* Brief
Return, verbatim and in full, the records that follow, but not their pictures.
*** Opening Materials provided ***
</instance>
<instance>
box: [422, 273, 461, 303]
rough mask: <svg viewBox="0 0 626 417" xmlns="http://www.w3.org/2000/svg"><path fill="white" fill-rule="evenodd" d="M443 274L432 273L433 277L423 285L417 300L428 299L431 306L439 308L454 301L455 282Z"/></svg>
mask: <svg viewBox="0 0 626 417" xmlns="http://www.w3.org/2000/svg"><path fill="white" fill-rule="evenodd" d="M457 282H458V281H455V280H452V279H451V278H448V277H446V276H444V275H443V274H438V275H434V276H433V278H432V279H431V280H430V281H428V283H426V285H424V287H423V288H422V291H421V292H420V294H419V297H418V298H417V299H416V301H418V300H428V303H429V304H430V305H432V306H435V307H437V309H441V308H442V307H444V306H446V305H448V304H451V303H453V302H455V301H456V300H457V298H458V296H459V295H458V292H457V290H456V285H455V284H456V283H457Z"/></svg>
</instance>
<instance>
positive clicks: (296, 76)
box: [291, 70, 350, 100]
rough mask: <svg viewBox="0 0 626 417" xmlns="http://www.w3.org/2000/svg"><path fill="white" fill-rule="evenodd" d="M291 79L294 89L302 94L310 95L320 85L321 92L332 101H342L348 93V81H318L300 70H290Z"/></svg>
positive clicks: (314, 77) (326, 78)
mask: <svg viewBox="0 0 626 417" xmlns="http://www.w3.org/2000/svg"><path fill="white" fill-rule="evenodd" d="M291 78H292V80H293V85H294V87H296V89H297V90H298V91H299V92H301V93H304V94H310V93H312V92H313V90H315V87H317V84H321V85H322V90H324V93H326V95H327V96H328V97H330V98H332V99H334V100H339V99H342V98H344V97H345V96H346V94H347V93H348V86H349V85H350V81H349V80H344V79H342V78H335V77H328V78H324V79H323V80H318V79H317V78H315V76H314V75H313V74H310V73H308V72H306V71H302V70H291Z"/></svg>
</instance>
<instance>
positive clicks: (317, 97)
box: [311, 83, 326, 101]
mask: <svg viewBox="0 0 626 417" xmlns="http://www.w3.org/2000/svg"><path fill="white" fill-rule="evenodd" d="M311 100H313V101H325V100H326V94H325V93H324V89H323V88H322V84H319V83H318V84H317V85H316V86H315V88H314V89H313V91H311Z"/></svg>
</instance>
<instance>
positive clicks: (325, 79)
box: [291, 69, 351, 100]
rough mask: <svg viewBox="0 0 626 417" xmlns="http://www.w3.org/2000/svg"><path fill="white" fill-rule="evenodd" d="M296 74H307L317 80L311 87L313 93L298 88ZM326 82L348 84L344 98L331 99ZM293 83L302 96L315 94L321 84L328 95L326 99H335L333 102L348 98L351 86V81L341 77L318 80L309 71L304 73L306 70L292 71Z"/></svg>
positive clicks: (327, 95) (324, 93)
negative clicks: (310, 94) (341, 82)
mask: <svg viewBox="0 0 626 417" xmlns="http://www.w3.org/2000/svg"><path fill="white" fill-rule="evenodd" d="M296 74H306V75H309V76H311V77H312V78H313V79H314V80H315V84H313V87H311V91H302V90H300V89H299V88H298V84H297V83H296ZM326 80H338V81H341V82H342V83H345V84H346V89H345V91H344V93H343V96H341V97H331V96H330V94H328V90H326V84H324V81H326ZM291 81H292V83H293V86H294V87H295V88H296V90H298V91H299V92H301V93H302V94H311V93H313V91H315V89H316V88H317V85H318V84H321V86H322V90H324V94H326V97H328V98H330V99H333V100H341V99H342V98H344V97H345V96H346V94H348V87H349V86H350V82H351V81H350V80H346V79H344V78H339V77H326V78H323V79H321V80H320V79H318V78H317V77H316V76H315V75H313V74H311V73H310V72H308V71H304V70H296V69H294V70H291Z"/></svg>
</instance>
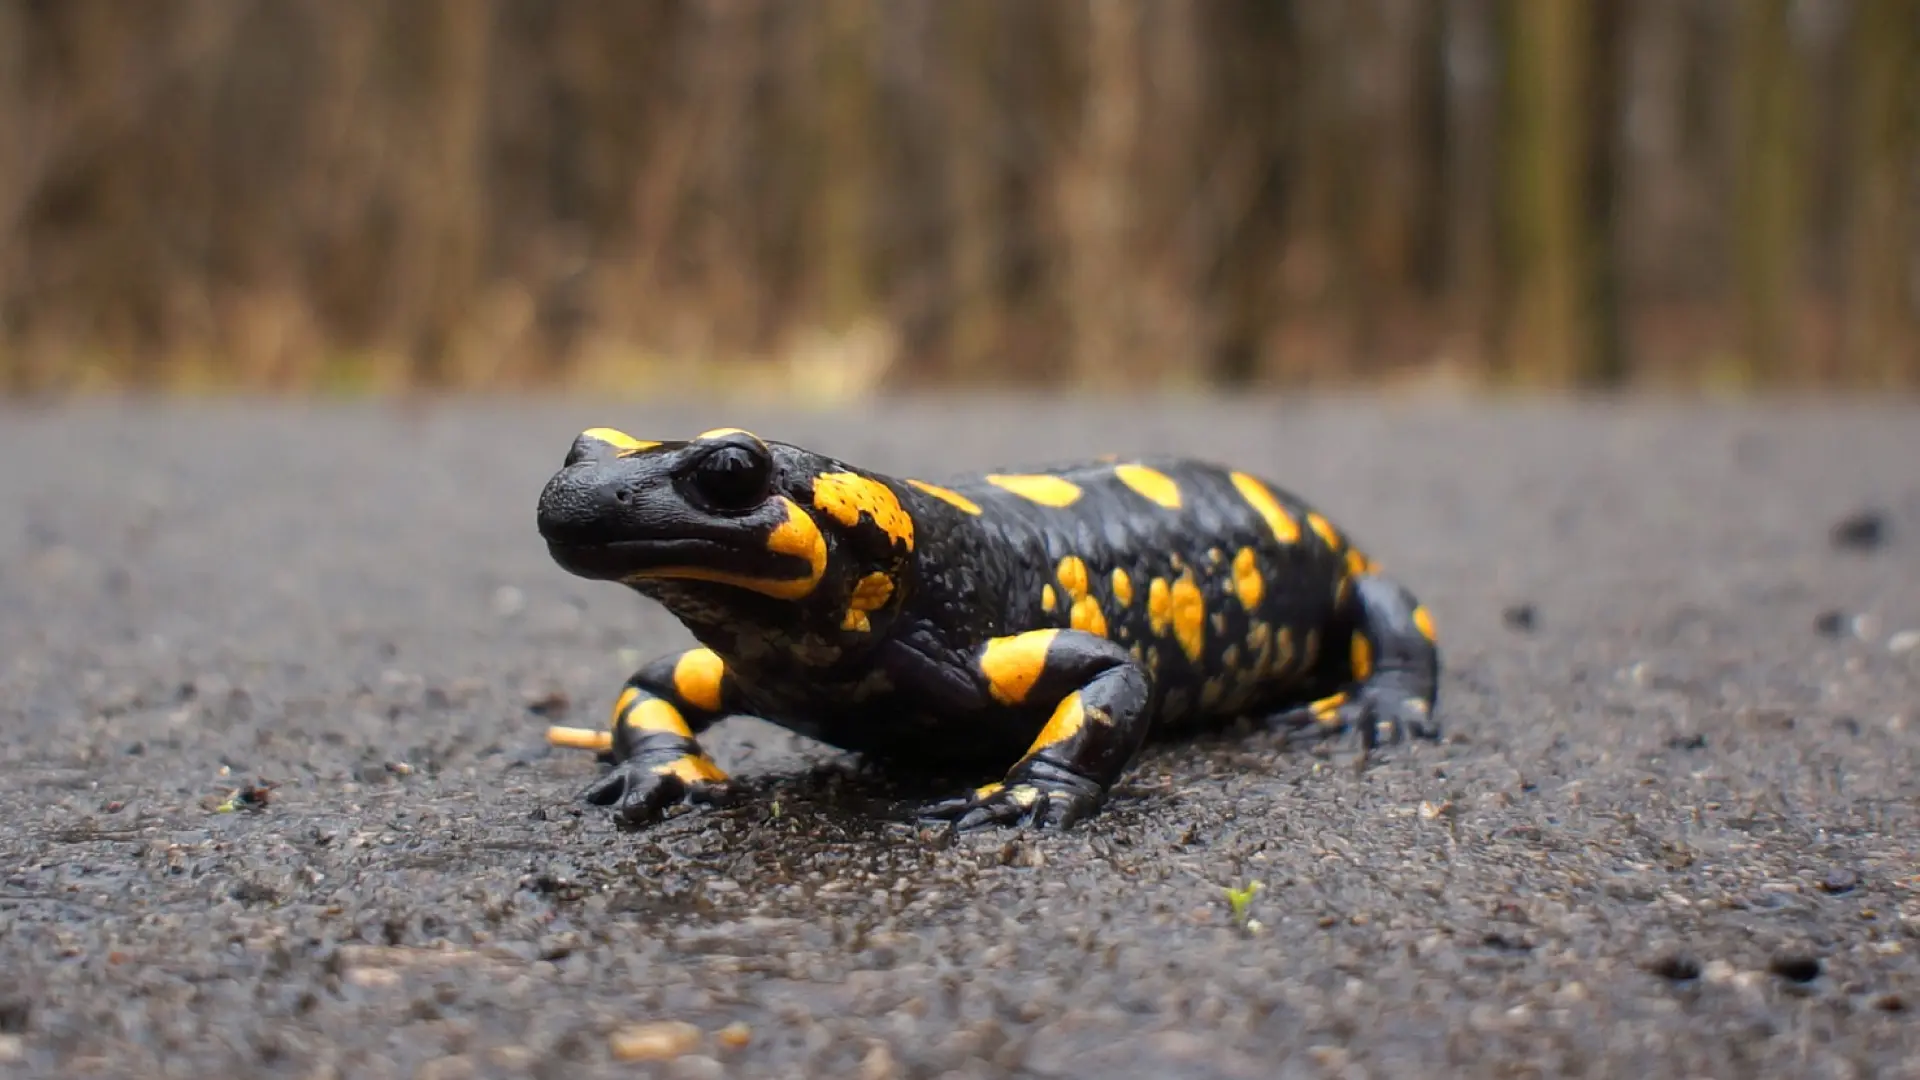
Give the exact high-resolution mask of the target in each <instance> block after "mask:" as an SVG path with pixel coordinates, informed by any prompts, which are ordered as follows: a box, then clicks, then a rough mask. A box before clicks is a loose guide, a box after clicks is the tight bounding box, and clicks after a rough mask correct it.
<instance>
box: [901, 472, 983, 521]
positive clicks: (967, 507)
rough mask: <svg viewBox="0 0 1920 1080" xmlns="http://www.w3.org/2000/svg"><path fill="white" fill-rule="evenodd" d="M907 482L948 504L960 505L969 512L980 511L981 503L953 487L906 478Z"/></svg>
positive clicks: (956, 505)
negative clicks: (964, 494)
mask: <svg viewBox="0 0 1920 1080" xmlns="http://www.w3.org/2000/svg"><path fill="white" fill-rule="evenodd" d="M906 482H908V484H912V486H916V488H920V490H922V492H927V494H929V496H933V498H937V500H941V502H945V503H948V505H956V507H960V509H964V511H968V513H979V503H977V502H973V500H970V498H966V496H962V494H960V492H956V490H952V488H943V486H939V484H929V482H925V480H906Z"/></svg>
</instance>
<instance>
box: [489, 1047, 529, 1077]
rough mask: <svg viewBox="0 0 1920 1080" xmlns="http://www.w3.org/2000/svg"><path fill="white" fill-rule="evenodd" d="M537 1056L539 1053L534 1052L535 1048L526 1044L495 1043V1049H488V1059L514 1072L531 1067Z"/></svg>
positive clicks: (494, 1062) (520, 1070) (516, 1071)
mask: <svg viewBox="0 0 1920 1080" xmlns="http://www.w3.org/2000/svg"><path fill="white" fill-rule="evenodd" d="M536 1057H538V1055H536V1053H534V1049H532V1047H526V1045H495V1047H493V1049H490V1051H486V1059H488V1061H492V1063H493V1065H497V1067H499V1068H507V1070H513V1072H522V1070H526V1068H530V1067H532V1065H534V1061H536Z"/></svg>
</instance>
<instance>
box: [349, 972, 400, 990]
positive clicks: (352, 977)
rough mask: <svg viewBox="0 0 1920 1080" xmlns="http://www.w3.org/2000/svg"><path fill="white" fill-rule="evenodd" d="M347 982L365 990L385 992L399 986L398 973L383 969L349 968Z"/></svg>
mask: <svg viewBox="0 0 1920 1080" xmlns="http://www.w3.org/2000/svg"><path fill="white" fill-rule="evenodd" d="M348 982H351V984H353V986H361V988H367V990H386V988H390V986H399V972H397V970H394V969H384V967H349V969H348Z"/></svg>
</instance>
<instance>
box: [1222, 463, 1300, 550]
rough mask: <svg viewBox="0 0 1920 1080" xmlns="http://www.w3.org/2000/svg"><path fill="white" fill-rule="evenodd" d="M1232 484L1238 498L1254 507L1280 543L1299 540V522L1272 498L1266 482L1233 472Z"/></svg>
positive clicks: (1272, 497) (1239, 473)
mask: <svg viewBox="0 0 1920 1080" xmlns="http://www.w3.org/2000/svg"><path fill="white" fill-rule="evenodd" d="M1233 486H1235V488H1238V492H1240V498H1242V500H1246V505H1250V507H1254V511H1256V513H1260V517H1261V519H1265V523H1267V528H1271V530H1273V538H1275V540H1279V542H1281V544H1292V542H1294V540H1300V523H1298V521H1294V519H1292V515H1290V513H1286V509H1284V507H1283V505H1281V500H1277V498H1273V492H1269V490H1267V484H1263V482H1260V479H1256V477H1248V475H1246V473H1233Z"/></svg>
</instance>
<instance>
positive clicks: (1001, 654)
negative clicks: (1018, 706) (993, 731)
mask: <svg viewBox="0 0 1920 1080" xmlns="http://www.w3.org/2000/svg"><path fill="white" fill-rule="evenodd" d="M1056 634H1060V630H1027V632H1025V634H1014V636H1008V638H995V640H991V642H987V648H985V650H981V655H979V671H981V675H985V676H987V690H989V692H991V694H993V700H995V701H998V703H1002V705H1018V703H1021V701H1025V700H1027V694H1031V692H1033V684H1035V682H1039V678H1041V673H1043V671H1046V650H1048V648H1050V646H1052V644H1054V636H1056Z"/></svg>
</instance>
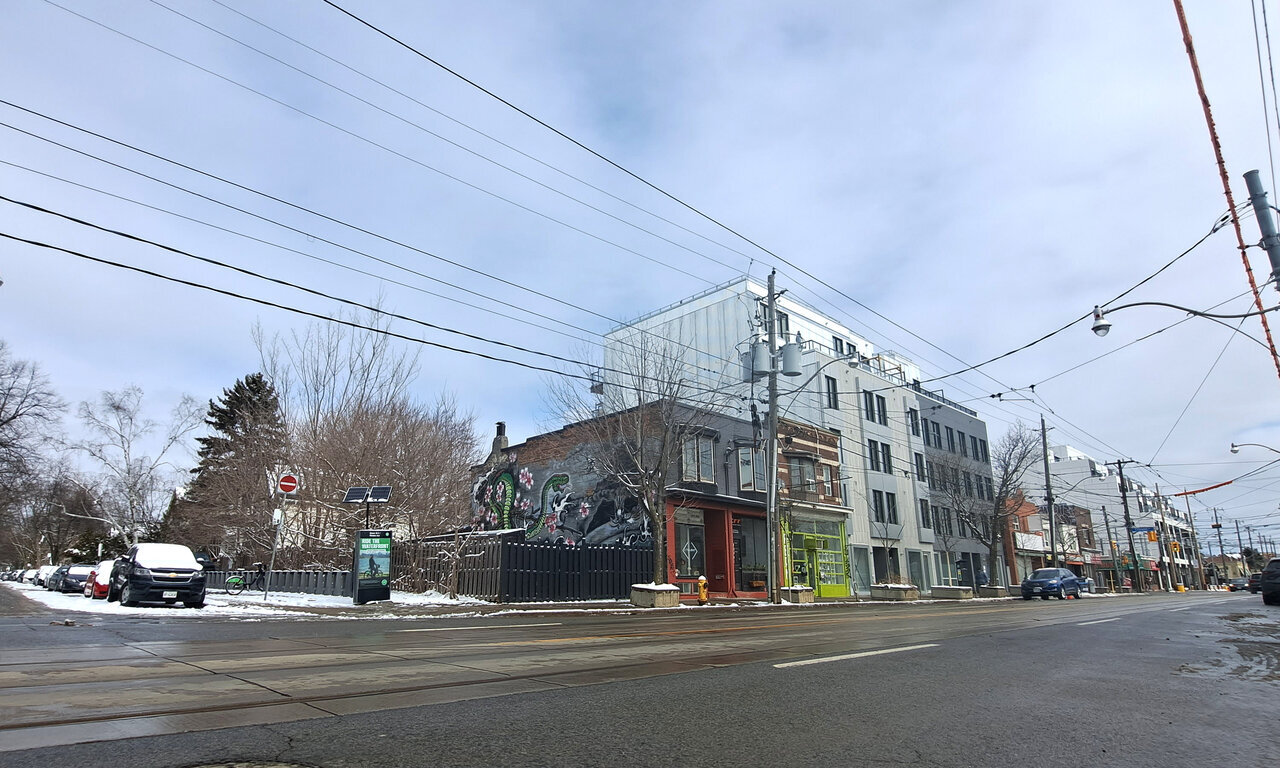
*** Closing Materials provided ***
* Task result
</instance>
<instance>
box: [422, 273, 461, 303]
rough mask: <svg viewBox="0 0 626 417" xmlns="http://www.w3.org/2000/svg"><path fill="white" fill-rule="evenodd" d="M443 274L432 273L433 277L423 285L417 300L428 299L431 306L439 308L454 301L455 282Z"/></svg>
mask: <svg viewBox="0 0 626 417" xmlns="http://www.w3.org/2000/svg"><path fill="white" fill-rule="evenodd" d="M457 282H458V281H455V280H452V279H451V278H448V277H446V276H444V275H443V274H438V275H434V276H433V278H432V279H431V280H430V281H428V283H426V285H424V287H423V288H422V291H421V292H420V294H419V297H418V298H417V299H416V301H418V300H428V303H429V304H430V305H432V306H435V307H437V309H441V308H442V307H444V306H446V305H448V304H451V303H453V302H455V301H456V300H457V298H458V296H459V295H458V292H457V290H456V285H455V284H456V283H457Z"/></svg>
</instance>
<instance>
positive clicks: (296, 76)
box: [291, 70, 350, 100]
rough mask: <svg viewBox="0 0 626 417" xmlns="http://www.w3.org/2000/svg"><path fill="white" fill-rule="evenodd" d="M291 79L294 89L302 94L310 95L320 85L321 92L332 101H342L348 93V81H318L300 70H290Z"/></svg>
positive clicks: (314, 77) (326, 78)
mask: <svg viewBox="0 0 626 417" xmlns="http://www.w3.org/2000/svg"><path fill="white" fill-rule="evenodd" d="M291 78H292V80H293V85H294V87H296V89H297V90H298V91H299V92H301V93H304V94H310V93H312V92H313V90H315V87H317V84H321V85H322V90H324V93H326V95H327V96H328V97H330V98H332V99H334V100H339V99H342V98H344V97H345V96H346V94H347V93H348V86H349V85H350V81H349V80H344V79H342V78H335V77H328V78H324V79H323V80H318V79H317V78H315V76H314V75H313V74H310V73H308V72H306V71H302V70H291Z"/></svg>
</instance>
<instance>
positive clicks: (317, 97)
box: [311, 83, 326, 101]
mask: <svg viewBox="0 0 626 417" xmlns="http://www.w3.org/2000/svg"><path fill="white" fill-rule="evenodd" d="M311 100H313V101H325V100H326V94H325V93H324V89H323V88H322V84H319V83H318V84H317V85H316V86H315V88H314V89H313V91H311Z"/></svg>
</instance>
<instance>
positive clicks: (325, 79)
box: [291, 69, 351, 100]
rough mask: <svg viewBox="0 0 626 417" xmlns="http://www.w3.org/2000/svg"><path fill="white" fill-rule="evenodd" d="M296 74H307L317 80L311 87L313 93L298 88ZM326 82L348 84L344 98L331 99ZM293 83L302 96L315 94L321 84L328 95L326 99H335L333 102L348 98L351 86V81L341 77L318 80L309 71L304 73L306 70L292 71Z"/></svg>
positive clicks: (327, 95) (324, 93)
negative clicks: (310, 94) (341, 82)
mask: <svg viewBox="0 0 626 417" xmlns="http://www.w3.org/2000/svg"><path fill="white" fill-rule="evenodd" d="M296 74H306V75H309V76H311V77H312V78H313V79H314V80H315V84H313V87H311V91H302V90H300V89H299V88H298V84H297V83H296ZM326 80H338V81H341V82H342V83H345V84H346V89H345V91H344V93H343V96H341V97H331V96H330V94H328V90H326V84H324V81H326ZM291 81H292V83H293V86H294V87H295V88H296V90H298V91H299V92H301V93H302V94H311V93H313V91H315V89H316V88H317V85H318V84H321V86H322V90H324V94H326V97H328V98H330V99H333V100H341V99H342V98H344V97H345V96H346V94H348V87H349V86H350V82H351V81H350V80H346V79H344V78H339V77H326V78H323V79H321V80H320V79H318V78H317V77H316V76H315V75H313V74H311V73H310V72H308V71H304V70H296V69H294V70H291Z"/></svg>
</instance>
Give the exact high-resolution mask of the target in each <instance> block after "mask:" as an SVG path with pixel coordinates, informed by any prompts, which are ordered as follows: a box, then clicks, then a rough mask. A box before clicks is a loose guide, a box after clicks is the tight bounding box, and clicks after a rough mask correct it.
<instance>
box: [901, 472, 983, 521]
positive clicks: (967, 507)
rough mask: <svg viewBox="0 0 1920 1080" xmlns="http://www.w3.org/2000/svg"><path fill="white" fill-rule="evenodd" d="M907 482L948 504L960 505L969 512L980 511L981 503L953 487L906 478Z"/></svg>
positive clicks: (956, 505)
negative clicks: (964, 494)
mask: <svg viewBox="0 0 1920 1080" xmlns="http://www.w3.org/2000/svg"><path fill="white" fill-rule="evenodd" d="M906 482H908V484H912V486H916V488H920V490H922V492H927V494H929V496H933V498H937V500H941V502H945V503H948V505H956V507H960V509H964V511H968V513H979V503H977V502H973V500H970V498H966V496H962V494H960V492H956V490H952V488H943V486H939V484H929V482H925V480H906Z"/></svg>
</instance>
<instance>
box: [489, 1047, 529, 1077]
rough mask: <svg viewBox="0 0 1920 1080" xmlns="http://www.w3.org/2000/svg"><path fill="white" fill-rule="evenodd" d="M537 1056L539 1053L534 1052L535 1048L526 1044L495 1043V1049H488V1059L514 1072L531 1067Z"/></svg>
positive clicks: (494, 1062) (520, 1070) (516, 1071)
mask: <svg viewBox="0 0 1920 1080" xmlns="http://www.w3.org/2000/svg"><path fill="white" fill-rule="evenodd" d="M536 1057H538V1055H536V1053H534V1049H532V1047H526V1045H495V1047H493V1049H490V1051H486V1059H488V1061H492V1063H493V1065H497V1067H499V1068H507V1070H513V1072H522V1070H526V1068H530V1067H532V1065H534V1061H536Z"/></svg>
</instance>
<instance>
box: [349, 972, 400, 990]
positive clicks: (352, 977)
rough mask: <svg viewBox="0 0 1920 1080" xmlns="http://www.w3.org/2000/svg"><path fill="white" fill-rule="evenodd" d="M347 982L365 990L385 992L399 986L398 973L383 969L349 968Z"/></svg>
mask: <svg viewBox="0 0 1920 1080" xmlns="http://www.w3.org/2000/svg"><path fill="white" fill-rule="evenodd" d="M348 982H351V984H353V986H361V988H367V990H386V988H390V986H399V972H397V970H394V969H384V967H349V969H348Z"/></svg>
</instance>
<instance>
box: [1222, 463, 1300, 550]
rough mask: <svg viewBox="0 0 1920 1080" xmlns="http://www.w3.org/2000/svg"><path fill="white" fill-rule="evenodd" d="M1232 484L1238 498L1254 507L1280 543L1299 540V522L1272 498L1266 482L1233 472Z"/></svg>
positive clicks: (1272, 497) (1239, 473)
mask: <svg viewBox="0 0 1920 1080" xmlns="http://www.w3.org/2000/svg"><path fill="white" fill-rule="evenodd" d="M1233 486H1235V488H1238V492H1240V498H1242V500H1246V505H1250V507H1254V511H1256V513H1260V517H1261V519H1265V523H1267V528H1271V530H1273V538H1275V540H1279V542H1281V544H1292V542H1294V540H1300V523H1298V521H1294V519H1292V515H1290V513H1286V509H1284V507H1283V505H1281V500H1277V498H1273V492H1269V490H1267V484H1263V482H1260V479H1256V477H1248V475H1246V473H1233Z"/></svg>
</instance>
<instance>
positive clicks: (1001, 654)
negative clicks: (1018, 706) (993, 731)
mask: <svg viewBox="0 0 1920 1080" xmlns="http://www.w3.org/2000/svg"><path fill="white" fill-rule="evenodd" d="M1056 634H1060V630H1027V632H1025V634H1014V636H1008V638H995V640H991V642H987V648H985V650H981V655H979V671H981V675H985V676H987V690H989V692H991V694H993V700H995V701H998V703H1002V705H1018V703H1021V701H1025V700H1027V694H1031V692H1033V684H1035V682H1039V678H1041V673H1043V671H1046V650H1048V648H1050V646H1052V644H1054V636H1056Z"/></svg>
</instance>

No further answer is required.